** RECORDED INFORMATION **
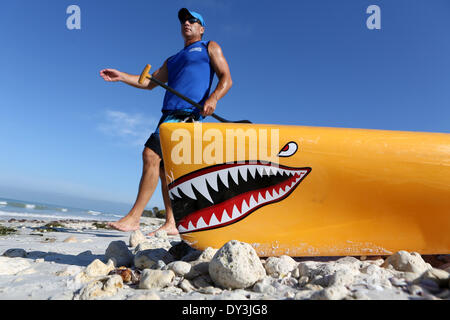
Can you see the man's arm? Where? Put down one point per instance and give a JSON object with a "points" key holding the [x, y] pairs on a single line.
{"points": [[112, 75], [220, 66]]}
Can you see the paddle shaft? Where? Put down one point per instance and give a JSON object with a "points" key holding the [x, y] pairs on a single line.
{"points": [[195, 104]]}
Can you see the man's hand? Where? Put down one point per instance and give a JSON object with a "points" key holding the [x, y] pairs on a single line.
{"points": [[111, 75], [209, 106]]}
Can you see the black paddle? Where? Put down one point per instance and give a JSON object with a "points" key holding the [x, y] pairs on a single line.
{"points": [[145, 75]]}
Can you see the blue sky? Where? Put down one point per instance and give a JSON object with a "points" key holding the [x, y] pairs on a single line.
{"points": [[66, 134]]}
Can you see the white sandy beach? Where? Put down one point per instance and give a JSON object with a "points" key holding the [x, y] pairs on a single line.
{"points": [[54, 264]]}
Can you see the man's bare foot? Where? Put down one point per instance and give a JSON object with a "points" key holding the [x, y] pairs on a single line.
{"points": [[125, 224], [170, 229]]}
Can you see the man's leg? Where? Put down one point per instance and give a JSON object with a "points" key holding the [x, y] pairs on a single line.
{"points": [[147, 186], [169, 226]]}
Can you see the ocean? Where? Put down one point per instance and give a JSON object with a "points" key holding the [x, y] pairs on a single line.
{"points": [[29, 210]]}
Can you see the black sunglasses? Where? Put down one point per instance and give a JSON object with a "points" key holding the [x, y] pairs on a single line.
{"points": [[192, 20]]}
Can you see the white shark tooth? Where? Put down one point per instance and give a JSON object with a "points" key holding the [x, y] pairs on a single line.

==

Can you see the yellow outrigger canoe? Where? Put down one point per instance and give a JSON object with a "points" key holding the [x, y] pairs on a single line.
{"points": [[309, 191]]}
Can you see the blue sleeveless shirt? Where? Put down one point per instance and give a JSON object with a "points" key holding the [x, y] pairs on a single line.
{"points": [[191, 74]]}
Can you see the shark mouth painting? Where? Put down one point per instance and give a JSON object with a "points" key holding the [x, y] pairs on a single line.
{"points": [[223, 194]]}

** WORK INSTRUCTIONS **
Take the listing above and repeat exactly the lines from the one containing "Can you see the black sunglasses?" through the one containing "Can you see the white shark", both included.

** ANSWER SECTION **
Can you see the black sunglasses? Where? Put down one point per instance and give a JSON object with a "points" key holding the [x, y] pairs on a single line.
{"points": [[192, 20]]}
Can you see the white shark tooth? Where? Put down one point per instance and give a JSON object with a "points" key holding the [x, y] pairs on a single line.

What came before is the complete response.